# start of Document section

0.2 Best Guess Experimental Design (Diana R, Molly R)
Perhaps the most basic approach to experimental design is the best-guess approach. This strategy is exactly what it sounds like: the experimenters make a ‘best guess’ as to what they think is the optimal combination of experimental factors. While this is an informal strategy, it is used fairly often, and is correct more often than would be expected. This is because the people conducting the experiment often make an educated guess that is grounded in their prior knowledge of the factors being examined.
However, this approach is not without its downsides. When it comes to finding an optimal solution using best guess there are two possible outcomes: either the result is acceptable, or it is not. If the result is obviously not satisfactory, where does the experimenter go from there? Their second-best guess? That could go on for quite a while, and may never result in an optimal solution. But what if the result of the best guess experiment is satisfactory? Does the experimenter stop there, or continue experimenting? There is no guarantee that the satisfactory solution is the optimal solution. The best-guess approach to experimental design is a good starting point, but is clearly not an ideal strategy for more involved experiments.
The coffee industry shows how a best-guess approach is used in a real-world application. There are different varieties of coffee that may be offered in the market (different regions) and within these varieties different types of roast. There is indeed uncertainty to which one of these combinations will provide the optimal sales. Suppose there are some regions in the Colombian Country that offer the best variety of coffee (Antioquia, Armenia, Santander, Huila, Narino and Sierra Nevada) and four different roasting types (Light, Medium, Medium Dark and Dark Roast). If the company wants to obtain the maximum sales, the most logical approach would be to try all of the different combinations and produce a batch of each type of coffee. Yet, producing and selling all of them may not be economically feasible, thus a best-guess might be the best approach. Based on the international ratings for this country’s coffee, there are particular regions in Colombia that have won first place in coffee tasting competitions all around the world. Huila is one of those regions and it is known that a medium roast is the best type of roasting suggested for this grain. Also, further market research has indicated that the organic coffee is required by many countries in Europe, Canada and some regions in United States. As the region of Sierra Nevada produces one of the best organic coffees in the region, then this could also be offered. As this grain requires a higher body, a Dark roast seems to be the best option. This best-guess approach used “maximum sales” as response variable and (i) the variety of the coffee and (ii) the roasting type as factors. Again, the best-guess approach can provide a solution to a problem, although it is better to use a more defined strategy to ensure an optimal solution is reached.</nowiki>
0.3 One Factor at a Time (OFAT) Experimental Design (Munira S, Fabiana T)

# end of Document section

### Short task 1
Copy everything in the best-guess section from "However, this approach" down to "more involved experiments.", switching "experimenter" to "researcher".
The best-guess section and the entries come from separate sources.

# start of Data supplied

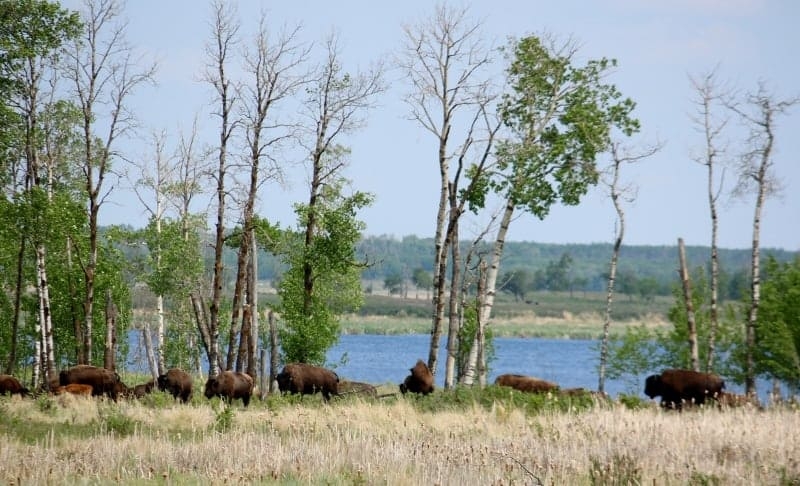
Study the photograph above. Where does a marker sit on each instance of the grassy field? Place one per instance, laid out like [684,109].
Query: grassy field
[490,437]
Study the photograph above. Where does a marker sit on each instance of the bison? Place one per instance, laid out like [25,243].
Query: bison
[524,383]
[677,386]
[308,379]
[177,382]
[103,381]
[74,389]
[12,386]
[419,381]
[230,385]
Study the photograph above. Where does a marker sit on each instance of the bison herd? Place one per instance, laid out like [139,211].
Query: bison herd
[676,387]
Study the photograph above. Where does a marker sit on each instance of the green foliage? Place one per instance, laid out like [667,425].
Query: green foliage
[323,277]
[394,283]
[559,117]
[778,328]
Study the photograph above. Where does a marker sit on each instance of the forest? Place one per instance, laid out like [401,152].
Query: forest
[541,131]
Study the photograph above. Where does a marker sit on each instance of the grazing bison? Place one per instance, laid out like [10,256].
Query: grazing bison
[524,383]
[12,386]
[177,382]
[419,381]
[230,385]
[677,386]
[103,381]
[143,389]
[308,379]
[74,389]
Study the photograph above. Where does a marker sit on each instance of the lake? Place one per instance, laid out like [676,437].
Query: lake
[379,359]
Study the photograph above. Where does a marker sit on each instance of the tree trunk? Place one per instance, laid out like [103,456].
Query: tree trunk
[691,323]
[252,301]
[109,362]
[45,318]
[149,352]
[18,289]
[454,323]
[274,353]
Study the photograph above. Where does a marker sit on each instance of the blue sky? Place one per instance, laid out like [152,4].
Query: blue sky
[658,46]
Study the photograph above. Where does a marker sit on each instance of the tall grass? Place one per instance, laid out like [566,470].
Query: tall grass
[394,442]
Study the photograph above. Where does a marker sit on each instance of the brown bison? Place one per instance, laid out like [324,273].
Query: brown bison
[308,379]
[74,389]
[676,387]
[177,382]
[143,389]
[524,383]
[230,385]
[12,386]
[103,381]
[419,381]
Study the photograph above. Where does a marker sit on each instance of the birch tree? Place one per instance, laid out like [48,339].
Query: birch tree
[323,279]
[557,119]
[619,193]
[104,74]
[272,65]
[445,60]
[708,96]
[224,38]
[756,175]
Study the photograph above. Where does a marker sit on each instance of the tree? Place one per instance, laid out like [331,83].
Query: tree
[619,194]
[445,61]
[104,74]
[708,93]
[32,36]
[271,66]
[323,279]
[394,283]
[778,331]
[558,118]
[422,279]
[756,173]
[517,282]
[223,39]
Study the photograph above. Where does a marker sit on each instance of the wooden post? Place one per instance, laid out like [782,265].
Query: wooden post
[687,297]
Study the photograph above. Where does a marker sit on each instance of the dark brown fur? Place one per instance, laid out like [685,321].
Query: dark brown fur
[103,381]
[419,381]
[74,389]
[528,384]
[177,382]
[677,386]
[308,379]
[12,386]
[230,385]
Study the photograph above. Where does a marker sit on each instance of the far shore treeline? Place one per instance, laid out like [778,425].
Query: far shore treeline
[645,270]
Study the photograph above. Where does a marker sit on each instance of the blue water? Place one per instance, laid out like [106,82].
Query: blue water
[380,359]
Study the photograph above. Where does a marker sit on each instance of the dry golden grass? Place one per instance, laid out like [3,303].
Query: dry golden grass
[392,443]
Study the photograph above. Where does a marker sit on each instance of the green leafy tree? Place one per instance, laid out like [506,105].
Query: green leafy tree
[558,117]
[778,331]
[312,324]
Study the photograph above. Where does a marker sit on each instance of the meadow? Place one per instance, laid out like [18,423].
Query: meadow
[494,436]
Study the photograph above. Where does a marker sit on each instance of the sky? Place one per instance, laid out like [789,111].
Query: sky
[658,46]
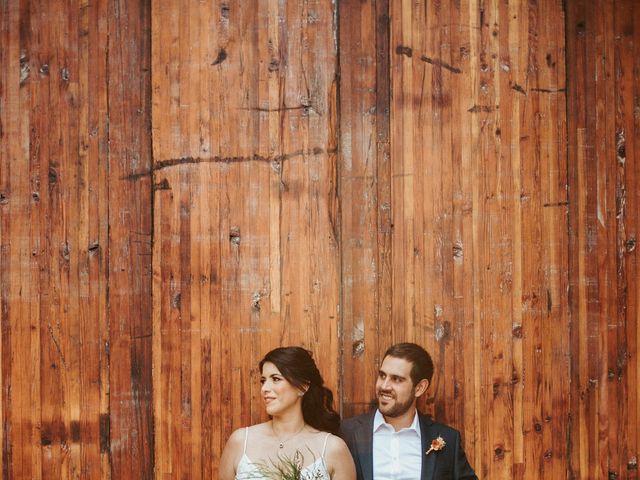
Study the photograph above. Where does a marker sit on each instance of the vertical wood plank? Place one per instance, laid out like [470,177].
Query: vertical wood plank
[364,196]
[246,180]
[128,430]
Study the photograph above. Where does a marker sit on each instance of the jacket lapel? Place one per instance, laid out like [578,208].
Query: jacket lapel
[364,442]
[428,461]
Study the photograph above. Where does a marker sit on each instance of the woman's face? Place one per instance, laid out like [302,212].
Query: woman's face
[278,394]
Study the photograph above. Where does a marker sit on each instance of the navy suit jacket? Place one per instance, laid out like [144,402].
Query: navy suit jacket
[447,463]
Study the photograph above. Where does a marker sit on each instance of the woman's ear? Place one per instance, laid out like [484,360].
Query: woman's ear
[422,387]
[304,389]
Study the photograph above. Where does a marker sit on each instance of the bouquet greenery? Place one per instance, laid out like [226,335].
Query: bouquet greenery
[286,468]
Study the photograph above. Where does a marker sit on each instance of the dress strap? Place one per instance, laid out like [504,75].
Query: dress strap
[246,436]
[324,447]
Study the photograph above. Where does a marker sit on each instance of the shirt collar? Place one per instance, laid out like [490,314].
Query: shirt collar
[379,421]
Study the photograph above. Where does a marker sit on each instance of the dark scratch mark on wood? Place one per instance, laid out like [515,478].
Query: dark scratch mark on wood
[277,159]
[518,89]
[403,50]
[222,56]
[481,108]
[549,90]
[440,63]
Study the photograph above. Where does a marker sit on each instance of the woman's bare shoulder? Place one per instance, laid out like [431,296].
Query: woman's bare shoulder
[335,445]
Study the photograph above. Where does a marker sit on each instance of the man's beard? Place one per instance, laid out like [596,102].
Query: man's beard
[395,410]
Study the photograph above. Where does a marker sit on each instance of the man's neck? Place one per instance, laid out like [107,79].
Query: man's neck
[403,421]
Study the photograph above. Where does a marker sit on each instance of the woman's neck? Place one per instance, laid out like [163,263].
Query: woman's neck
[292,422]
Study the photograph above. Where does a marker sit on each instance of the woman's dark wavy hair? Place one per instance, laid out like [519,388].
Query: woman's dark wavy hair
[297,366]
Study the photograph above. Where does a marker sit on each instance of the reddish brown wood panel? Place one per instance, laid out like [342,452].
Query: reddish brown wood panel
[474,263]
[74,122]
[245,211]
[365,197]
[129,426]
[432,171]
[602,43]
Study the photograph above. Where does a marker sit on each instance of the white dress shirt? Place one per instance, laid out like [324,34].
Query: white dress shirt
[396,455]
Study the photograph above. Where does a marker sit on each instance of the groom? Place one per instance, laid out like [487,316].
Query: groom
[396,441]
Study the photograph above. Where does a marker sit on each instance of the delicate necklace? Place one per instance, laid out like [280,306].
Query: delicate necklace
[281,442]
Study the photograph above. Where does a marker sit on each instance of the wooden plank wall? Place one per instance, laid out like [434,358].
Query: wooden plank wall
[75,271]
[245,212]
[603,47]
[462,236]
[185,185]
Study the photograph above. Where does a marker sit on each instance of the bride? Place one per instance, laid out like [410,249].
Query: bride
[302,433]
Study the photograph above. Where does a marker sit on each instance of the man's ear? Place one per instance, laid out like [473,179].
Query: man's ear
[421,387]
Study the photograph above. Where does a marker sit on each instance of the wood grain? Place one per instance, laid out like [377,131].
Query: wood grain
[186,185]
[246,234]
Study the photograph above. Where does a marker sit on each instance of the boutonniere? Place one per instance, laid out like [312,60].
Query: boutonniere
[436,444]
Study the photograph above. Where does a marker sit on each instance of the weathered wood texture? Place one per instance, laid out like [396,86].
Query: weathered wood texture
[341,175]
[75,271]
[603,52]
[463,233]
[245,246]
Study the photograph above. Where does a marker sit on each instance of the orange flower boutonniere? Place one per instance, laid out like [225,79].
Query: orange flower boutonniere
[436,444]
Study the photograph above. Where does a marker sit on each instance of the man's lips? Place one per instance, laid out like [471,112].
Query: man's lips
[386,396]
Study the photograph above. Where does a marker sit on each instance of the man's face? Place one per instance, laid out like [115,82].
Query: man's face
[394,387]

# end of Data supplied

### Short task 2
Gather every line of the entries that contains the string "birch", treating case as significant.

### Full answer 1
However, this approach is not without its downsides. When it comes to finding an optimal solution using best guess there are two possible outcomes: either the result is acceptable, or it is not. If the result is obviously not satisfactory, where does the researcher go from there? Their second-best guess? That could go on for quite a while, and may never result in an optimal solution. But what if the result of the best guess experiment is satisfactory? Does the researcher stop there, or continue experimenting? There is no guarantee that the satisfactory solution is the optimal solution. The best-guess approach to experimental design is a good starting point, but is clearly not an ideal strategy for more involved experiments.

### Full answer 2
Study the photograph above. Where does a marker sit on each instance of the birch tree? Place one per instance, laid out like [48,339].
Query: birch tree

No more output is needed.